インスリン療法による糖尿病治療
血糖値下げる唯一のホルモンとしてインスリンがあり、糖尿病を治療する上で重要となる。糖尿病は血糖値が高くなってしまう病気あるため、インスリンを外から補うことによって糖尿病を治療することができる。特に1型糖尿病の場合、インスリンが必ず必要になる。
また、2型糖尿病の治療を行う場合、最初は食事療法と運動療法から始める。ただし、それでも血糖コントロールが不十分な場合は経口血糖降下薬(血糖値を下げるために服用する薬)を使用する。
これら経口血糖降下薬でも効果不十分な場合、ようやくインスリン療法が併用される。
インスリン療法の絶対適応と相対適応
糖尿病の治療を行う上で、インスリン療法を避けることができない場合がある。このような時、インスリン療法の絶対適応と呼ぶ。
インスリン療法が絶対適応となる例としては、以下のような場合がある。
・1型糖尿病
・妊娠糖尿病(食事療法で血糖コントロールが不十分な場合)
・糖尿病性昏睡 など
1型糖尿病患者ではすい臓のβ細胞が破壊されてインスリンが出ない状態となっているため、インスリン療法が絶対適応となる。
また、妊娠時に高血糖状態に陥ってしまう妊娠糖尿病では、経口薬を使用することで胎児が低血糖に陥ってしまうことがある。そのため、インスリンを使用しなければならない。糖尿病性昏睡の患者さんの場合もインスリン療法が絶対適応となる。
これに対し、2型糖尿病のようにインスリン療法が必ずしも必要ではない糖尿病であっても、より良い血糖コントロールを行うためにインスリン療法を行う場合がある。この場合がインスリン療法の相対適応となる。
血糖値が異常に高い場合や経口血糖降下薬が効かない場合など、血糖コントロールが不十分な状態であればインスリンを使用することがある。インスリン療法の相対適応は主に2型糖尿病で実施される。
※妊娠糖尿病
妊娠をきっかけとして、血糖値が高くなる糖尿病の症状を発症することがある。これが妊娠糖尿病である。妊娠糖尿病では早産や羊水過多、巨大児、妊娠高血圧症候群などのリスクとなる。そのため、妊娠糖尿病は胎児にも悪影響が出てしまう。
この原因として、「妊娠中はエストロゲン(女性ホルモン)などインスリン抵抗性を悪化させる物質が放出される」ことが考えられる。つまり、インスリンが効きにくくなってしまうことで糖尿病を発症してしまうのである。
飲み薬は「胎児に奇形をもたらす催奇形性の懸念」や「胎児が低血糖に陥るリスク」などがあるため、妊娠糖尿病の治療にはインスリン療法が絶対適応となる。
なお、妊娠に伴って発症する糖尿病は一般的に出産後に改善する。もともと糖尿病の人が妊娠した場合は糖尿病合併妊娠と呼ばれ、妊娠糖尿病とは区別される。
インスリン製剤の分類
インスリン濃度は常に一定ではなく、血糖値の変動によってインスリン分泌の量も変わってしまう。そのため、インスリン製剤を理解するためにはインスリン分泌の様子を学習する必要がある。
インスリン分泌には次の二種類がある。
⁂
• [課題内容]
インスリン療法についての本文のうち、「インスリン療法の絶対適応と相対適応」と「の場合もインスリン療法が絶対適応となる。」の間を、両方の語句も含めて一字一句そのまま書き写せ。

• [提供資料]
⁂
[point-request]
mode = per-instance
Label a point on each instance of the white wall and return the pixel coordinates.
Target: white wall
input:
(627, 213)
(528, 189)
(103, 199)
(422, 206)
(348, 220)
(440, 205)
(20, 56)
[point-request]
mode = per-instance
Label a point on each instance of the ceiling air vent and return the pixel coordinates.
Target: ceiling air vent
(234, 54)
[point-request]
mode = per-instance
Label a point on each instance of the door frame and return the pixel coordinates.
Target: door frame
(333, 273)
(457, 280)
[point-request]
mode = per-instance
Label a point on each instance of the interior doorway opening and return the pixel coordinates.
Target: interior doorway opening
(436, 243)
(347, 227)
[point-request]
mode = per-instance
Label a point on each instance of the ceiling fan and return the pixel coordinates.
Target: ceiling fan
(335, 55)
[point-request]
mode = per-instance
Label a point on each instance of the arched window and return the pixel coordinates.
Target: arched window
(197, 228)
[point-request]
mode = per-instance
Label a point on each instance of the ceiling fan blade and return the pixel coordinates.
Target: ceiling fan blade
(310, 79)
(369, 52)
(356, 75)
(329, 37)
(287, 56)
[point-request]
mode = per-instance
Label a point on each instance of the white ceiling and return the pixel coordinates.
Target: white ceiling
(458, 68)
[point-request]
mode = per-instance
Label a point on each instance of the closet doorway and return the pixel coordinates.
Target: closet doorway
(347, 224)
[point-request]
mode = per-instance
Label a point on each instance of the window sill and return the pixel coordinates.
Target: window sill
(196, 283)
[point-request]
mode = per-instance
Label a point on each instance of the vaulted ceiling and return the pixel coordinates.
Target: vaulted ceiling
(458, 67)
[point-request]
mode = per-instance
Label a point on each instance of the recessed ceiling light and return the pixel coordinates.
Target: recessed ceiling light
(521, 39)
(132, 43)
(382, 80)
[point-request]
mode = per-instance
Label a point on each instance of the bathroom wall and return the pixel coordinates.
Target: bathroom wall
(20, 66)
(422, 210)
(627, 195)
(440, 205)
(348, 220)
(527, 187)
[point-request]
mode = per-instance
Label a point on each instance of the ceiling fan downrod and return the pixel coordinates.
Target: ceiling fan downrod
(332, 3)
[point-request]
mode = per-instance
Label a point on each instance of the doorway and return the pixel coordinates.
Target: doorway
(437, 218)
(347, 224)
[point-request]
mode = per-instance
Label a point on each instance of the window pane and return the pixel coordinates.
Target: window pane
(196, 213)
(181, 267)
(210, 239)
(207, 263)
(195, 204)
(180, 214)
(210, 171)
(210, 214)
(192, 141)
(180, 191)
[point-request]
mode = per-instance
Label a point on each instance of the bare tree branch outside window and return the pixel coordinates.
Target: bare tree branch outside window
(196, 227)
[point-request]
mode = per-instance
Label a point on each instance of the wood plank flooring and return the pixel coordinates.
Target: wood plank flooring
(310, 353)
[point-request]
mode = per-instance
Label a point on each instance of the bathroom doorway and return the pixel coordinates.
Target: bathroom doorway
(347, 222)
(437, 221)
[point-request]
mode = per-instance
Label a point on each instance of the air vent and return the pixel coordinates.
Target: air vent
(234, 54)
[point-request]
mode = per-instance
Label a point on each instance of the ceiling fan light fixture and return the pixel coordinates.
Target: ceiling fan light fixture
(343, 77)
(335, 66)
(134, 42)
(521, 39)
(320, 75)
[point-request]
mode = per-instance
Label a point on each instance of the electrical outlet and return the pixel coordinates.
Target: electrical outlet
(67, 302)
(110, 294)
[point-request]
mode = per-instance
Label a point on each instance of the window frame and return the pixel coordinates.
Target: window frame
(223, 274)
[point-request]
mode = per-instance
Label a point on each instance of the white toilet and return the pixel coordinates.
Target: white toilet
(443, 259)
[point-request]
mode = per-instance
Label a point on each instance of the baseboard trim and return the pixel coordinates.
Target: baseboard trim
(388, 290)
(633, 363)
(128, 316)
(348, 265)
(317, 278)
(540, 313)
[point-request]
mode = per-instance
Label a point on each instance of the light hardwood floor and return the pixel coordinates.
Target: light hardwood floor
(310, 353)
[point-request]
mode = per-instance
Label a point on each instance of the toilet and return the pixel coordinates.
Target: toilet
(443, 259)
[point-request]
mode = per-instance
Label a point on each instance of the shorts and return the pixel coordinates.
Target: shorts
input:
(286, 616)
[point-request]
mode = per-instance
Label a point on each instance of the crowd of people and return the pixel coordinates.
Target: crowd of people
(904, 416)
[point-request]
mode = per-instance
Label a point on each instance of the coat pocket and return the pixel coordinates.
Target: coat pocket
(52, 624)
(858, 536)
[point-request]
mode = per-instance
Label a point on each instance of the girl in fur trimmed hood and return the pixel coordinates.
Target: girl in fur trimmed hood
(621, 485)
⁂
• [解答]
インスリン療法の絶対適応と相対適応
糖尿病の治療を行う上で、インスリン療法を避けることができない場合がある。このような時、インスリン療法の絶対適応と呼ぶ。
インスリン療法が絶対適応となる例としては、以下のような場合がある。
・1型糖尿病
・妊娠糖尿病(食事療法で血糖コントロールが不十分な場合)
・糖尿病性昏睡 など
1型糖尿病患者ではすい臓のβ細胞が破壊されてインスリンが出ない状態となっているため、インスリン療法が絶対適応となる。
また、妊娠時に高血糖状態に陥ってしまう妊娠糖尿病では、経口薬を使用することで胎児が低血糖に陥ってしまうことがある。そのため、インスリンを使用しなければならない。糖尿病性昏睡の患者さんの場合もインスリン療法が絶対適応となる。